=== Instructions to follow ===
Update the material below by changing every "header line" to "first line". Leave all other text as it is.

=== Material to process ===
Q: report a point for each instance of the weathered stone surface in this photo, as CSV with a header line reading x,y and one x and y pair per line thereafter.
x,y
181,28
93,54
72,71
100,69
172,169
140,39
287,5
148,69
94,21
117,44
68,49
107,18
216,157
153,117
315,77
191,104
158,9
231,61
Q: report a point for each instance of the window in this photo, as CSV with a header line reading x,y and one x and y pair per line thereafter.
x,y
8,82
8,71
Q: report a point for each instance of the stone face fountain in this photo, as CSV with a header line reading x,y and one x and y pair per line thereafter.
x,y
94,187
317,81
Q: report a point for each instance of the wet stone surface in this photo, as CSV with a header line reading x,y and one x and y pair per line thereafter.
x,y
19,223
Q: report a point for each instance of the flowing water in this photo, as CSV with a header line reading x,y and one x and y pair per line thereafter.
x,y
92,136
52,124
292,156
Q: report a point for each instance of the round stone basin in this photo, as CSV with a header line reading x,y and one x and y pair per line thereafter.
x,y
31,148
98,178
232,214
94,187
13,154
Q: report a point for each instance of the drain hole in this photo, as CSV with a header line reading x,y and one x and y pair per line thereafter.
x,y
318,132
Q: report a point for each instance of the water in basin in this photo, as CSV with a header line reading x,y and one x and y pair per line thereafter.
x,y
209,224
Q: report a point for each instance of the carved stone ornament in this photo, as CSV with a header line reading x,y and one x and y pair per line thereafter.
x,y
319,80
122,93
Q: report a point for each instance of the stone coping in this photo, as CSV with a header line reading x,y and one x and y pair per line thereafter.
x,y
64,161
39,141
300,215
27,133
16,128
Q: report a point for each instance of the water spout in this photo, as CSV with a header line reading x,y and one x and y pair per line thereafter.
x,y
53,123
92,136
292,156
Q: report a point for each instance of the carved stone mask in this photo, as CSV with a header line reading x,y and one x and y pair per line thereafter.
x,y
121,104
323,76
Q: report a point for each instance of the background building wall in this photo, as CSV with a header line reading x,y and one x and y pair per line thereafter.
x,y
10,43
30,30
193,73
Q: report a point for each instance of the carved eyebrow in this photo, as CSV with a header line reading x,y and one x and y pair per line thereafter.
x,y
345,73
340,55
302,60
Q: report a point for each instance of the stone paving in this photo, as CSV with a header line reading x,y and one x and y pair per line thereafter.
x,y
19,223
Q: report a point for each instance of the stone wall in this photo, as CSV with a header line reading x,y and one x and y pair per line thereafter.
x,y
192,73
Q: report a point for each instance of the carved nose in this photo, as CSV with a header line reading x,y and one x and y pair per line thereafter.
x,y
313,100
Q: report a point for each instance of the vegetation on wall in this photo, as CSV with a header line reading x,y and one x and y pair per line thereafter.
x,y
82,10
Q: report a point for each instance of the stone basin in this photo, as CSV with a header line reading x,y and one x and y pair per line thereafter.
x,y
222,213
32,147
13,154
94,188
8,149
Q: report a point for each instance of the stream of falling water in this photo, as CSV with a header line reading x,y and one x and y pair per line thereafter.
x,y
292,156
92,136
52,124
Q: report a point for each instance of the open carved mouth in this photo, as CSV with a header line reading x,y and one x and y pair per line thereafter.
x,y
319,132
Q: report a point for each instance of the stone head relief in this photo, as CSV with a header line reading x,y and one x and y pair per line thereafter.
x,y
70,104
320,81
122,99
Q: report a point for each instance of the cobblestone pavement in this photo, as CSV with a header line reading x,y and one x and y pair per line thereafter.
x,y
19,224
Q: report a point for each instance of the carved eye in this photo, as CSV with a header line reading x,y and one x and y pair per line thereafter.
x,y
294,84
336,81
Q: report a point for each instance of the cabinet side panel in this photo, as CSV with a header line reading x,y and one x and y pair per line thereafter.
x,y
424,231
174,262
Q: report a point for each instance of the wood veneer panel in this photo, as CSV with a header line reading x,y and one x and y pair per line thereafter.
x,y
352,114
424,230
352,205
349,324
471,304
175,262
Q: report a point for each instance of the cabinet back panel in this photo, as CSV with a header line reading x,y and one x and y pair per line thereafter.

=== Result of this exercise ===
Q: report a point for each instance of the weathered stone surface in this photo, as CSV with a first line reading x,y and one x and y pair per line thereafter.
x,y
181,28
93,54
72,71
100,69
172,169
140,39
287,5
148,69
94,21
117,44
68,49
107,18
216,157
153,117
315,77
191,104
158,9
231,61
Q: report a point for each instance of the window in this photo, as CSV with a first line reading x,y and one x and y pair per line thereafter.
x,y
8,82
8,71
Q: report a point for each instance of the stone face fountain in this photo, as CSV with a first line reading x,y and one x and y pair per line thereafter.
x,y
94,187
317,81
Q: report a point for each instance of the wet stone surface in this photo, as CSV with a first line reading x,y and one x and y pair per line thereafter.
x,y
19,223
Q: report a point for each instance of the flowing water in this photo, as CSV with a first line reading x,y and one x and y pair per line thereafter.
x,y
92,136
52,124
292,156
Q: report a point for each instance of the round stone basin in this photo, as CSV with a first line reading x,y and one x and y pair per line thereafter.
x,y
31,148
98,178
232,214
94,187
13,154
Q: report a point for each instance of the drain hole in this photo, as CSV with a first line reading x,y and one x and y pair per line thereafter.
x,y
318,132
Q: report a point for each instance of the water in basin in this photo, as CSV with a first line reading x,y and one x and y pair per line thereafter.
x,y
209,224
Q: report a point for each instance of the carved stone ornament in this photo, as CSV with a first line reading x,y and one x and y pair per line thereafter.
x,y
319,80
122,93
Q: report a point for each instance of the stone coping in this photo, as CSV with a first line reading x,y and one x and y pair per line thereafter.
x,y
64,161
39,141
300,215
27,133
16,128
Q: report a point for each instance of the water spout in this photo, as CSV with a first line reading x,y and one x and y pair per line thereafter.
x,y
53,123
92,136
292,156
Q: report a point for each instance of the carved stone mask in this photo, as CSV with a first line reading x,y and one x and y pair per line thereafter.
x,y
121,104
323,76
Q: report a point for each instance of the background building wall in this photo, as CSV with a first line reading x,y and one x and y pair per line thereafter.
x,y
10,43
30,30
193,73
Q: report a point for each instance of the carved eyebrow in this photo, as CSV with a first line reading x,y and one x and y pair per line thereafter.
x,y
345,73
340,55
302,60
Q: report a point for each instance of the stone paving in this photo, as CSV with a first line reading x,y and one x and y pair per line thereafter.
x,y
19,223
Q: report a point for each instance of the stone wall in this photo, as CSV with a first line reading x,y and one x and y pair per line thereafter.
x,y
192,73
Q: report a point for each instance of the carved nose in this photo, as CSV with a first line reading x,y and one x and y pair per line thereafter.
x,y
313,100
Q: report a point for each instance of the vegetation on wall in this photo, as CSV with a first line reading x,y and one x and y pair per line thereafter.
x,y
82,10
Q: report a point for each instance of the stone basin in this photo, as CSV with a first line reading x,y and one x and y pair per line thereafter.
x,y
222,213
32,147
13,154
94,188
8,149
Q: report a point for each instance of the stream of falling water in this photo, as CSV with a first line reading x,y and one x and y pair per line thereafter.
x,y
292,156
92,136
52,124
Q: report a point for each instance of the open carved mouth in this photo, as CSV with a first line reading x,y and one x and y pair per line thereafter.
x,y
319,132
Q: report a point for each instance of the stone head relief in this photo, as CSV with a first line reading x,y and one x and y pair per line thereafter.
x,y
70,104
320,81
122,99
Q: report a point for each instance of the cobblestone pavement in this photo, as CSV with a first line reading x,y and one x and y pair per line thereafter.
x,y
19,224
Q: report a point for each instance of the carved eye in this photo, as CSV with a first line reading x,y and one x and y pair per line thereafter.
x,y
294,84
336,81
Q: report a point for each instance of the cabinet side panel in this photo, as CSV with a first line reading x,y and one x and y pair per line thereafter.
x,y
424,231
174,262
Q: report a point for each instance of the wood veneer panel in this photo, as CSV with a first line reading x,y and one x and y pair per line thereafter.
x,y
352,114
424,230
352,205
349,324
471,304
175,262
Q: report a point for each instance of the cabinet back panel in this photo, as CSV with a first line reading x,y and one x and y pair per line thereafter.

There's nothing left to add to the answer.